◆ REQUIRED TASK A ◆
Pull out these lines from the records word for word, starting with the line containing "Can you see the boy's hand?" and going on through the last line of the records.

◆ SOURCE PASSAGE ◆

From: Peter Zijlstra <peterz@infradead.org>
To: Mathieu Desnoyers <mathieu.desnoyers@polymtl.ca>
Cc: "Paul E. McKenney" <paulmck@linux.vnet.ibm.com>,
Steven Rostedt <rostedt@goodmis.org>,
Oleg Nesterov <oleg@redhat.com>,
linux-kernel@vger.kernel.org, Ingo Molnar <mingo@elte.hu>,
akpm@linux-foundation.org, josh@joshtriplett.org,
tglx@linutronix.de, Valdis.Kletnieks@vt.edu, dhowells@redhat.com,
laijs@cn.fujitsu.com, dipankar@in.ibm.com,
"David S. Miller" <davem@davemloft.net>
Subject: Re: [RFC PATCH] introduce sys_membarrier(): process-wide memory barrier (v3a)
Date: Mon, 11 Jan 2010 18:50:40 +0100 [thread overview]
Message-ID: <1263232240.4244.70.camel@laptop> (raw)
In-Reply-To: <20100111042903.GC32213@Krystal>
On Sun, 2010-01-10 at 23:29 -0500, Mathieu Desnoyers wrote:
> Here is an implementation of a new system call, sys_membarrier(), which
> executes a memory barrier on all threads of the current process.
Please start a new thread for new versions, I really didn't find this
until I started reading in date order instead of thread order.
> Index: linux-2.6-lttng/arch/x86/include/asm/unistd_64.h
> ===================================================================
> --- linux-2.6-lttng.orig/arch/x86/include/asm/unistd_64.h 2010-01-10 19:21:31.000000000 -0500
> +++ linux-2.6-lttng/arch/x86/include/asm/unistd_64.h 2010-01-10 19:21:37.000000000 -0500
> @@ -661,6 +661,8 @@ __SYSCALL(__NR_pwritev, sys_pwritev)
> __SYSCALL(__NR_rt_tgsigqueueinfo, sys_rt_tgsigqueueinfo)
> #define __NR_perf_event_open 298
> __SYSCALL(__NR_perf_event_open, sys_perf_event_open)
> +#define __NR_membarrier 299
> +__SYSCALL(__NR_membarrier, sys_membarrier)
>
> #ifndef __NO_STUBS
> #define __ARCH_WANT_OLD_READDIR
> Index: linux-2.6-lttng/kernel/sched.c
> ===================================================================
> --- linux-2.6-lttng.orig/kernel/sched.c 2010-01-10 19:21:31.000000000 -0500
> +++ linux-2.6-lttng/kernel/sched.c 2010-01-10 22:22:40.000000000 -0500
> @@ -2861,12 +2861,26 @@ context_switch(struct rq *rq, struct tas
> */
> arch_start_context_switch(prev);
>
> + /*
> + * sys_membarrier IPI-mb scheme requires a memory barrier between
> + * user-space thread execution and update to mm_cpumask.
> + */
> + if (likely(oldmm) && likely(oldmm != mm))

◆ REQUIRED TASK B ◆
From the sys_membarrier() mailing list reply, copy the part starting with "Date: Mon, 11" and going on through "of thread order." with no changes.

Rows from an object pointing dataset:

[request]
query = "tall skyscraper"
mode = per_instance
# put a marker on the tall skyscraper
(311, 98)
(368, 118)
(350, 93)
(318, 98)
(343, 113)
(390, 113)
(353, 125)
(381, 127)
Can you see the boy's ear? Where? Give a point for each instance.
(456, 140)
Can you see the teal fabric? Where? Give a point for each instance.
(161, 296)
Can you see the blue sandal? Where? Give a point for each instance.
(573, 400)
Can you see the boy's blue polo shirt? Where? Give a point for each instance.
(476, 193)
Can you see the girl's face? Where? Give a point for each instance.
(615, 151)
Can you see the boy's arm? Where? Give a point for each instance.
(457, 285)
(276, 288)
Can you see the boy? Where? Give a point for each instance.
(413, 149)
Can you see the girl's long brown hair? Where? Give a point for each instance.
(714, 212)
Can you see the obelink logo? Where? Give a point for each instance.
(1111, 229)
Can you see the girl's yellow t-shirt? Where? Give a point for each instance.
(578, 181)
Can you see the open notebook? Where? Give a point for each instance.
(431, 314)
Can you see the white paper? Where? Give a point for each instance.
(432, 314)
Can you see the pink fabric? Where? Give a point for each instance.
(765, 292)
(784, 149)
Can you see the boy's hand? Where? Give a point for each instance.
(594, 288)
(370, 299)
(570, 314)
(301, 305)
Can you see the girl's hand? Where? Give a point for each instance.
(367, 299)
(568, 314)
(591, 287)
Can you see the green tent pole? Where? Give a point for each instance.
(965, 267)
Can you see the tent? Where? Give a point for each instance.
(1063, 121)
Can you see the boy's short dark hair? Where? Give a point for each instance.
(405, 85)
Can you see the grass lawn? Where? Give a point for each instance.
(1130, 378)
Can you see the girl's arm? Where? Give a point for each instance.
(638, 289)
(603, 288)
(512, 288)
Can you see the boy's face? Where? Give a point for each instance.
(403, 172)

◆ TASK SOLUTION A ◆
Can you see the boy's hand? Where? Give a point for each instance.
(594, 288)
(370, 299)
(570, 314)
(301, 305)
Can you see the girl's hand? Where? Give a point for each instance.
(367, 299)
(568, 314)
(591, 287)
Can you see the green tent pole? Where? Give a point for each instance.
(965, 267)
Can you see the tent? Where? Give a point for each instance.
(1063, 121)
Can you see the boy's short dark hair? Where? Give a point for each instance.
(405, 85)
Can you see the grass lawn? Where? Give a point for each instance.
(1130, 378)
Can you see the girl's arm? Where? Give a point for each instance.
(638, 289)
(603, 288)
(512, 288)
Can you see the boy's face? Where? Give a point for each instance.
(403, 172)

◆ TASK SOLUTION B ◆
Date: Mon, 11 Jan 2010 18:50:40 +0100 [thread overview]
Message-ID: <1263232240.4244.70.camel@laptop> (raw)
In-Reply-To: <20100111042903.GC32213@Krystal>
On Sun, 2010-01-10 at 23:29 -0500, Mathieu Desnoyers wrote:
> Here is an implementation of a new system call, sys_membarrier(), which
> executes a memory barrier on all threads of the current process.
Please start a new thread for new versions, I really didn't find this
until I started reading in date order instead of thread order.